Source excerpt »
──────────────────────────────

Wednesday, January 16, 2013

Maya Rise and Fall (9)

CANCUÉN WAS ONE OF the last major dominoes to fall in the Pasión River Valley, part of the ancient Maya heartland in present-day Guatemala. Many other cities had already met similarly decisive ends, and throughout the southern lowlands of Mesoamerica, what came to be known as the collapse of the Classic Maya was well under way. The civilization that had dominated the region for 500 years was sliding into a prolonged, irrevocable decline.

While warfare obliterated some vibrant city-states, others simply faded. The kuhul ajaw, or holy lords, who had celebrated their every deed in murals, sculpture, and architecture, no longer commissioned new works. Public displays of hieroglyphic writing became scarce, and dates in the Long Count calendar system all but disappeared from monuments. Population fell drastically. Nobles abandoned palaces and squatters moved in, lit cook fires in the old throne rooms, and built lean-tos next to crumbling walls. And then even the squatters left, and the jungle reclaimed what remained.

──────────────────────────────

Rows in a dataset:
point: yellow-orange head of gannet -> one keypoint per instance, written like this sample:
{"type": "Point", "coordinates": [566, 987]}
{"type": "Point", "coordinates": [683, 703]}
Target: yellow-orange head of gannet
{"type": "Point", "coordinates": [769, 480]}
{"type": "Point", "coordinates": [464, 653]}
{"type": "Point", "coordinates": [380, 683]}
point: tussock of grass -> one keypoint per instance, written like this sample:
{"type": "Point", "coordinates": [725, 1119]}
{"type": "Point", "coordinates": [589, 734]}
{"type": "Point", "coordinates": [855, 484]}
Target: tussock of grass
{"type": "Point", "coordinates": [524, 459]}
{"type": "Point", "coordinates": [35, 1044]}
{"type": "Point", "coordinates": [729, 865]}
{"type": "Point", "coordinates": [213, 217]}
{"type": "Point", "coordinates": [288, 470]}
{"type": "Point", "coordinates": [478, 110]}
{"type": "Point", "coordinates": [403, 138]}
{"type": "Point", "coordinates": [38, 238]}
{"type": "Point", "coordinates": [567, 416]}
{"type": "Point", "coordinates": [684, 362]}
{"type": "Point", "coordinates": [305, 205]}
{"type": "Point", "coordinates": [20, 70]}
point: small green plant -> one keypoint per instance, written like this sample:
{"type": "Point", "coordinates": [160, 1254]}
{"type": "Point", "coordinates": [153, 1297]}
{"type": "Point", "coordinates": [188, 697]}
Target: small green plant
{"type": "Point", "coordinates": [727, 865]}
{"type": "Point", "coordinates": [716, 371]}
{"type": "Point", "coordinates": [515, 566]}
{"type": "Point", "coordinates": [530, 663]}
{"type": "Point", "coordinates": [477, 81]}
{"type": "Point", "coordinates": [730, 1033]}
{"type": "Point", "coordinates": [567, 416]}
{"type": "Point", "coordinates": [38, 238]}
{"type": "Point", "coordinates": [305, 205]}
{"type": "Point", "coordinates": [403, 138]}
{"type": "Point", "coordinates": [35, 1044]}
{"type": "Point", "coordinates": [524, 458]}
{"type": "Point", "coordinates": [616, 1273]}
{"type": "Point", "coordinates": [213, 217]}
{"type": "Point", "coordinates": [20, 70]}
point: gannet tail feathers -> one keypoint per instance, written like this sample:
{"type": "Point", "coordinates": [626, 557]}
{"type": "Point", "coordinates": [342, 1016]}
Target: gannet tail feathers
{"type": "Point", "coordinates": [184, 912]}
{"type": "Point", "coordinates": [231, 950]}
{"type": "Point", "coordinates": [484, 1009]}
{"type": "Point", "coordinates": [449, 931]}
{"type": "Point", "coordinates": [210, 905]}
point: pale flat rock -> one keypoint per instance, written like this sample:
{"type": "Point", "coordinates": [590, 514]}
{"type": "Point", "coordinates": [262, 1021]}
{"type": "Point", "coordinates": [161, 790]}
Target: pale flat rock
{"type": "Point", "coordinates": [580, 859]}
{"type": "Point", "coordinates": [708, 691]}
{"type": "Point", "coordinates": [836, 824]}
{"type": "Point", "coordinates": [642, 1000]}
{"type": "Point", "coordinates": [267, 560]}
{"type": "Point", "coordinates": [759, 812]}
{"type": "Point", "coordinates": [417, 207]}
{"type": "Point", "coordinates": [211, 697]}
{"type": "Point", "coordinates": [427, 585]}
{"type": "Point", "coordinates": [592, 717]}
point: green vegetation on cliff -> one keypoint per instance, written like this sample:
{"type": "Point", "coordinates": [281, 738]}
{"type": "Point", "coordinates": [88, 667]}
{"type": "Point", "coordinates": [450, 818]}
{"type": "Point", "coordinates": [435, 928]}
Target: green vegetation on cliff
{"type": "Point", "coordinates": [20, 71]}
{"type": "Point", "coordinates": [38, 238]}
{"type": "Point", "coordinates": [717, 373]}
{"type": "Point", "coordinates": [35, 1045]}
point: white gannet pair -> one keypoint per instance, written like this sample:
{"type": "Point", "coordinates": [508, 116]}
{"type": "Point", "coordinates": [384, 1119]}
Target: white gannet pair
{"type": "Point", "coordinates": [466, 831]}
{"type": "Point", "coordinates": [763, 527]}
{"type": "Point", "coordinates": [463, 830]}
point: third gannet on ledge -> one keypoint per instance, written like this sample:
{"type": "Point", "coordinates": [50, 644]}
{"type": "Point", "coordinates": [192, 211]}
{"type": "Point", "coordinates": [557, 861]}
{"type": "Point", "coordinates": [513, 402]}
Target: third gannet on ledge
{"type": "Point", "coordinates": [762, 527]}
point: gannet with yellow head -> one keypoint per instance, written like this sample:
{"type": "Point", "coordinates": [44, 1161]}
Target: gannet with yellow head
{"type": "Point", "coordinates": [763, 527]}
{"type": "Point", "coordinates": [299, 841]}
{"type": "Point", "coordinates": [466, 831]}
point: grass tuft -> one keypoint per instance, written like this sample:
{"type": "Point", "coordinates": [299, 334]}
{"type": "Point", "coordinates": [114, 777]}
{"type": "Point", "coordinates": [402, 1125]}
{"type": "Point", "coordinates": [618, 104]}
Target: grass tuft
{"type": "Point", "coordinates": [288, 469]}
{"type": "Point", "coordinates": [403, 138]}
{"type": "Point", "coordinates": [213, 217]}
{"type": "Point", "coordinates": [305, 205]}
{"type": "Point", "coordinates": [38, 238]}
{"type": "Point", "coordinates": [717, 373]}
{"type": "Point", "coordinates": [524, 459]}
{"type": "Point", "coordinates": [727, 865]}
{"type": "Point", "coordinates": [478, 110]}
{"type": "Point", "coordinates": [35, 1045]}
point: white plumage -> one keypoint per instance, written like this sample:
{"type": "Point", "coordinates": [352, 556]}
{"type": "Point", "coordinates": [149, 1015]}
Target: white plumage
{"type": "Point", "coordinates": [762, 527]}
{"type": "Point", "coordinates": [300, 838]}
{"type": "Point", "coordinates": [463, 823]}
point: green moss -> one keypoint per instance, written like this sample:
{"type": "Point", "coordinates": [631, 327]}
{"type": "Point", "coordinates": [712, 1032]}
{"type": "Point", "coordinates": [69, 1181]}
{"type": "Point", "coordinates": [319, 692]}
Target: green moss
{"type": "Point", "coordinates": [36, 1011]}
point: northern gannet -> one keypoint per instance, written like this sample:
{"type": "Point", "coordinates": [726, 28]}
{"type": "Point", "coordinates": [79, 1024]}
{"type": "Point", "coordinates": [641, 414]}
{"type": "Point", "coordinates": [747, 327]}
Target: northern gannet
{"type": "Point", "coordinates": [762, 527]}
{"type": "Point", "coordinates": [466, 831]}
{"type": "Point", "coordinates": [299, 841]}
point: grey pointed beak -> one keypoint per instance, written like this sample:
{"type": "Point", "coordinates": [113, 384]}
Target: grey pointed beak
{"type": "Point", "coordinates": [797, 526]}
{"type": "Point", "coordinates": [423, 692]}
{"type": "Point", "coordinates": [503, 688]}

──────────────────────────────

Task prompt »
Extend the passage on the Classic Maya collapse, picking up after its final sentence about the jungle reclaiming the abandoned cities.

Answer to this task »
Elsewhere in the Petén lowlands of Guatemala and in southern Mexico, the collapse took longer. Even as Cancuén fell, rulers of the great city-state of Tikal in the northern Petén were building ceremonial structures. But 30 years later Tikal's population began to drop precipitously as well. Its last dated monument was inscribed in 869. By 1000, the Classic Maya had ceased to exist.

The question has fascinated scholars and the public since 19th-century explorers began discovering "lost cities" in the Petén: How could one of the ancient world's great civilizations simply dissolve?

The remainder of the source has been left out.